%%

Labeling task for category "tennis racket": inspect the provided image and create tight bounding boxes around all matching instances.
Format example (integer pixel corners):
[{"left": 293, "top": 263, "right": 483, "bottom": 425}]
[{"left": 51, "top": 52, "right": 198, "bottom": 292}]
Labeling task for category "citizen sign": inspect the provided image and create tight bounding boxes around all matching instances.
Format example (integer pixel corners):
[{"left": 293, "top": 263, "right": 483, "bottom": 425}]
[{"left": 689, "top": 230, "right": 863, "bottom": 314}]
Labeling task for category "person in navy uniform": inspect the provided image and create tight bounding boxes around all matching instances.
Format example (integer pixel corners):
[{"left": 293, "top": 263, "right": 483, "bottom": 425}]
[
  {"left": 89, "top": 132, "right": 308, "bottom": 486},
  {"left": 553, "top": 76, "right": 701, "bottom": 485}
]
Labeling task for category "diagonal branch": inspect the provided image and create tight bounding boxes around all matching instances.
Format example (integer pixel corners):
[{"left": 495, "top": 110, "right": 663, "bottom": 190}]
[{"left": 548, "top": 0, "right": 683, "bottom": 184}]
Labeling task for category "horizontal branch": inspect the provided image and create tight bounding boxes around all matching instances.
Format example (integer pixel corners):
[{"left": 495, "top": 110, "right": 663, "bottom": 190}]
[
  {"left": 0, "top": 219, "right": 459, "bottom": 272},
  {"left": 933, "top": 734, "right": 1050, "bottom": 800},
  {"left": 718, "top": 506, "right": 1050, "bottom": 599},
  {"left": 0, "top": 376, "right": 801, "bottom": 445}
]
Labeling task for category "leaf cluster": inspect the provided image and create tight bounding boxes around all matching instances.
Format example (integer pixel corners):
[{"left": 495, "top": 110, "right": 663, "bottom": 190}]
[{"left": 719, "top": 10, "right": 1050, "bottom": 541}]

%%

__DESCRIPTION OF THE TASK__.
Write out every entry exactly as given.

__THE ANSWER__.
Labeling task for category "tennis racket": inspect the provided image and create tight bounding boxes around all matching instances.
Format example (integer pixel corners):
[{"left": 293, "top": 263, "right": 483, "bottom": 425}]
[{"left": 51, "top": 52, "right": 198, "bottom": 292}]
Labeling task for category "citizen sign": inspect the provided image and create tight bounding boxes around all matching instances.
Format example (integer pixel corners):
[{"left": 293, "top": 263, "right": 483, "bottom": 425}]
[{"left": 689, "top": 230, "right": 863, "bottom": 314}]
Labeling task for category "person in navy uniform": inspect the provided image and create tight bounding boxes around all matching instances.
Format example (integer pixel corners):
[{"left": 293, "top": 263, "right": 483, "bottom": 425}]
[
  {"left": 89, "top": 132, "right": 308, "bottom": 486},
  {"left": 553, "top": 76, "right": 701, "bottom": 485}
]
Labeling task for category "diagonal branch": inspect the provided image and create tight bounding boxes around all matching instances.
Format example (integer pixel corners):
[{"left": 495, "top": 110, "right": 663, "bottom": 190}]
[{"left": 548, "top": 0, "right": 683, "bottom": 184}]
Labeling task for category "horizontal branch": inspect the provided image and create tight bounding boxes around all matching instances.
Format example (integer pixel corners):
[{"left": 495, "top": 110, "right": 663, "bottom": 190}]
[
  {"left": 0, "top": 219, "right": 459, "bottom": 272},
  {"left": 933, "top": 734, "right": 1050, "bottom": 800},
  {"left": 718, "top": 506, "right": 1050, "bottom": 599},
  {"left": 0, "top": 376, "right": 801, "bottom": 445}
]
Labeling task for category "leaf cluster": inspect the provided image and create tight bounding boxes around all matching instances.
Format example (integer pixel corners):
[{"left": 495, "top": 110, "right": 663, "bottom": 190}]
[{"left": 719, "top": 10, "right": 1050, "bottom": 541}]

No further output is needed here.